--- begin Document text ---

Bob Odenkirk - Biography

Comedian Bob Odenkirk

Photo by Stephen Shugerman/Getty Images


October 22, 1962

Bob Odenkirk Overview:

Though Bob Odenkirk is probably best known as the suited, screaming half of Mr. Show with Bob and David, he's had a long and impressive career in comedy. From his beginnings at Chicago's Second City to his career as a writer on Saturday Night Live to the creation of Mr. Show, Odenkirk has always been at the forefront of sketch comedy. His style of writing is always smart and subversive, with a voice that's uniquely identifiable as his own.

Quick Bob Odenkirk Facts:

  • Bob Odenkirk was born in a suburb of Chicago called Naperville, Illinois.
  • He got his start doing improvisation and sketch comedy at Second City in Chicago.
  • He wrote for Saturday Night Live and Get a Life before joining the cast of the short-lived The Ben Stiller Show.
  • In 1995, Odenkirk created Mr. Show with Bob and David with comedian David Cross. The show ran for four seasons on HBO.
  • Odenkirk has directed three feature films.

Young Bob Odenkirk:

Born in 1962 in Naperville, Illinois, Robert Odenkirk began his comedy career as a college DJ at Southern Illinois University. After moving back to Chicago, Odenkirk started looking into the city's famous Second City theater. A casual run-in with the theater's director, Del Close, turned into a lengthy conversation that ultimately inspired Odenkirk to join the world of comedy.

Second City and Chicago:

Odenkirk took up permanent residence in Chicago, getting involved in the improv and open mic scenes. While performing regularly at Second City, Odenkirk wrote the now-famous "Matt Foley" sketch ("In a VAN, down by the RIVER!") for his cast mate Chris Farley, which would eventually make multiple appearances on the show when Farley joined the cast. Odenkirk also developed a friendship with future SNL writer Robert Smigel. Through this relationship, he began submitting sketches to Saturday Night Live and was eventually hired as a writer in 1987.

Bob Odenkirk Works in Television:

Though part of a successful network comedy show for several years, Odenkirk was unhappy working at Saturday Night Live. Frustrated by the competitive nature of the writers' room and the fact that many of his sketches weren't getting on the air, Odenkirk began pursuing new options. In 1991, he was hired as a writer for comedian Chris Elliot's cult FOX sitcom Get a Life and for The Dennis Miller Show. He garnered the attention of <Ben Stiller, who hired him as a writer and cast member for the FOX sketch show The Ben Stiller Show. All three shows were canceled fairly quickly.

--- end Document text ---

## Description of the task
Answer these questions using the Bob Odenkirk biography above.
1. In what year did Odenkirk create Mr. Show with Bob and David, and with which comedian?
2. Which Second City director did Odenkirk have the conversation with that inspired him to join the world of comedy?
3. In what year was Odenkirk hired as a writer for Saturday Night Live?

--- begin Dataset extract ---

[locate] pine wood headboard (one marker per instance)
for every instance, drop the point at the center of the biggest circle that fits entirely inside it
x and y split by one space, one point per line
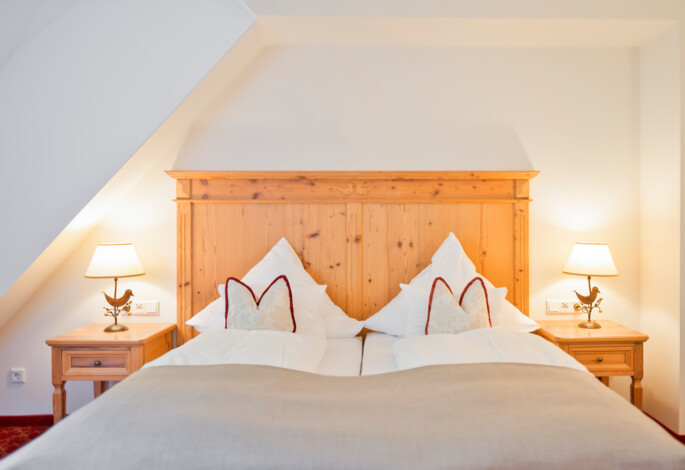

--- end Dataset extract ---

## Complete response
1. 1995, with David Cross.
2. Del Close.
3. 1987.